Referring expression pointing data:
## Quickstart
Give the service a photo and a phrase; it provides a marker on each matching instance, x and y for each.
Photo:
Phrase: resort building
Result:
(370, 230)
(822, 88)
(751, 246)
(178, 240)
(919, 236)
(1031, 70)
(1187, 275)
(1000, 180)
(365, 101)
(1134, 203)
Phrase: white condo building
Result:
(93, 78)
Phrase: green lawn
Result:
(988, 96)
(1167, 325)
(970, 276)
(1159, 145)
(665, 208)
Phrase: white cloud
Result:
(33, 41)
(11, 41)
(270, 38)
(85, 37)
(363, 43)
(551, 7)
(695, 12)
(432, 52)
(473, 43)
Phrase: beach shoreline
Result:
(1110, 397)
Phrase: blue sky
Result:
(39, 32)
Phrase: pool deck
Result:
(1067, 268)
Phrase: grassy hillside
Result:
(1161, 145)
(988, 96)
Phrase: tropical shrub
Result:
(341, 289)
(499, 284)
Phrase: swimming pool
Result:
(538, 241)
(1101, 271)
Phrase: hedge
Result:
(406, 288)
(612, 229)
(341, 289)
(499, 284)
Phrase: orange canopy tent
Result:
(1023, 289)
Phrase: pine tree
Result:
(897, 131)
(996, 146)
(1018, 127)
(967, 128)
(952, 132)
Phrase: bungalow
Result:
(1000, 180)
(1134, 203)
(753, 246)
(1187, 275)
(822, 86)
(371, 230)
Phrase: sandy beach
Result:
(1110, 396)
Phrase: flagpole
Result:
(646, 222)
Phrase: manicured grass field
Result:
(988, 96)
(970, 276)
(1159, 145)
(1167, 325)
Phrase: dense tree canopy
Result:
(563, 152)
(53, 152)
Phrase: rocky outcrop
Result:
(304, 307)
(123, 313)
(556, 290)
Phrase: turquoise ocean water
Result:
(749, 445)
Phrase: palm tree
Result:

WHAT YOU ARE ASKED TO DO – Both end lines included, restate word for word the lines above from the line with "Phrase: resort building" to the line with "Phrase: bungalow", and nothing else.

ANSWER BELOW –
Phrase: resort building
Result:
(370, 230)
(822, 88)
(751, 246)
(178, 240)
(919, 236)
(1031, 70)
(1187, 275)
(1000, 180)
(365, 101)
(1134, 203)
Phrase: white condo building
Result:
(93, 78)
Phrase: green lawn
Result:
(988, 96)
(1167, 325)
(970, 276)
(1159, 145)
(665, 208)
Phrase: white cloud
Result:
(33, 41)
(11, 41)
(270, 38)
(85, 37)
(363, 43)
(551, 7)
(695, 12)
(432, 52)
(473, 43)
Phrase: beach shoreline
Result:
(1110, 397)
Phrase: blue sky
Result:
(39, 32)
Phrase: pool deck
Result:
(1067, 268)
Phrase: grassy hillside
Result:
(1161, 145)
(988, 96)
Phrase: tropical shrub
Result:
(341, 289)
(499, 284)
Phrase: swimming pool
Result:
(538, 241)
(1101, 271)
Phrase: hedge
Result:
(406, 288)
(612, 229)
(341, 289)
(499, 284)
Phrase: orange canopy tent
Result:
(1023, 289)
Phrase: pine tree
Result:
(897, 131)
(996, 146)
(1018, 127)
(967, 128)
(952, 132)
Phrase: bungalow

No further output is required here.